Rewrite the records starting at the line that contains "[output] one dot per instance, form <point>471,499</point>." and ending at the end of the records, switching "mountain range" to "hillside" and leaving everything else unchanged.

--

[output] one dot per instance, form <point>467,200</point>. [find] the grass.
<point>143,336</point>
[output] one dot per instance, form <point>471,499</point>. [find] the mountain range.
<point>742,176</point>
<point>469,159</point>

--

EXERCISE SOLUTION:
[output] one dot per instance, form <point>471,499</point>. [find] the hillside.
<point>742,176</point>
<point>469,159</point>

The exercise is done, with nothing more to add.